**Given exercise:** Could you reproduce the lines below word for word, leaving the pictures out of your answer?

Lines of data
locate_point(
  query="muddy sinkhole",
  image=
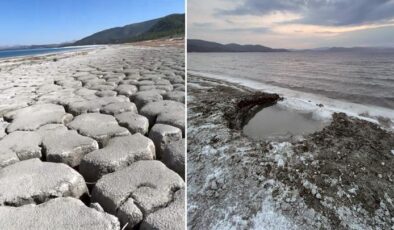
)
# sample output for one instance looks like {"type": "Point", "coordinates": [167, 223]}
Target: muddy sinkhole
{"type": "Point", "coordinates": [280, 124]}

**Result:**
locate_point(
  query="muddy sinkhole",
  image=
)
# sample output for one instance looks like {"type": "Point", "coordinates": [167, 223]}
Target: muddy sinkhole
{"type": "Point", "coordinates": [280, 124]}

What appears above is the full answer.